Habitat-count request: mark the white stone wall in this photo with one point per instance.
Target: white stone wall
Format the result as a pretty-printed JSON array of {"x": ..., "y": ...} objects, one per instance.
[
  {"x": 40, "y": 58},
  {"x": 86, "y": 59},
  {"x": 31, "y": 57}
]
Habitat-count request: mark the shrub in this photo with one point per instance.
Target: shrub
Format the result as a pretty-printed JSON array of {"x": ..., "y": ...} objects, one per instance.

==

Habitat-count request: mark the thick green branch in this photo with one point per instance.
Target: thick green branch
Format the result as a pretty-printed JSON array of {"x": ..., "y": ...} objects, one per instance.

§ WORK REQUIRED:
Which lines in the listing above contain the string "wall"? Gather every one of them, copied in full, and treat uppercase and lowercase as different.

§ RESULT OF THIS TASK:
Habitat-count request: mark the white stone wall in this photo with one point per instance.
Target: white stone wall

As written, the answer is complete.